→ Vorliegender Textauszug
Aktualisiert: 11. Dez. 2019

Stell dir vor, du hast lange Zeit in einem Gefängnis verbringen müssen, hast dort einiges gelernt, und nun ist es soweit, daß du in die Freiheit darfst. Du hast dich gut geführt dort, und so hat man dir eine kleine Starthilfe ermöglicht: du erhälst eine EC-Karte mit einem kleinen Startguthaben auf deinem neuen eigenen Konto, und ein Vorstellungsgespräch bei einem Unternehmen, daß deinen Fähigkeiten entsprechen könnte, wurde arrangiert. Der Arbeitgeber weiß von deiner Vergangenenheit. Er ist offen und erwartet dich.

Die Tore öffen sich, und du trittst hinaus. Die Sonne ist viel zu hell, die Autos zu laut, die Menschenmassen zu chaotisch. Du treibst vorerst ziellos durch die Straßen, fühlst dich noch verloren und fremd. Ein wenig orientierungslos. Als du Hunger bekommst, willst du dir Geld von der Bank holen, weißt aber gar nicht, wie das mit der Karte am Automaten funktioniert. Zu fragen traust du dich nicht: alle anderen scheinen ja genau zu wissen, wie es funktioniert. Du schämst dich, für dumm gehalten zu werden und vermeidest es zu lernen, wie man mit der Karte umgeht. Doch der Hunger und der Durst werden stärker. Und so greifst du auf dein "altes Handwerkszeug" zurück: du stielst dir dein Essen. Trotz der langen Zeit im Gefängnis, weißt du noch genau, wie es geht.

→ Verständnis überprüfen
1. Beantworte die folgenden Fragen zum Textauszug.
(a) Welche finanzielle Starthilfe erhält die angesprochene Person bei der Entlassung?
(b) Wie werden die Sonne und die Autos draußen beschrieben?
(c) Worauf greift die Person zurück, als Hunger und Durst stärker werden?
2. Gib den Textauszug von „Stell dir vor, du“ bis einschließlich „und erwartet dich.“ wörtlich wieder.
Die Daten stammen aus einer anderen Quelle.

→ Ausgewählte Daten
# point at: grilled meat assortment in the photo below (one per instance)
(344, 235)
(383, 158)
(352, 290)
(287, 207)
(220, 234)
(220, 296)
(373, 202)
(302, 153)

→ Lösungen
1.
(a) Eine EC-Karte mit einem kleinen Startguthaben auf ihrem neuen eigenen Konto.
(b) Die Sonne ist viel zu hell, die Autos sind zu laut.
(c) Auf ihr „altes Handwerkszeug“: Sie stiehlt sich ihr Essen.

2.
Stell dir vor, du hast lange Zeit in einem Gefängnis verbringen müssen, hast dort einiges gelernt, und nun ist es soweit, daß du in die Freiheit darfst. Du hast dich gut geführt dort, und so hat man dir eine kleine Starthilfe ermöglicht: du erhälst eine EC-Karte mit einem kleinen Startguthaben auf deinem neuen eigenen Konto, und ein Vorstellungsgespräch bei einem Unternehmen, daß deinen Fähigkeiten entsprechen könnte, wurde arrangiert. Der Arbeitgeber weiß von deiner Vergangenenheit. Er ist offen und erwartet dich.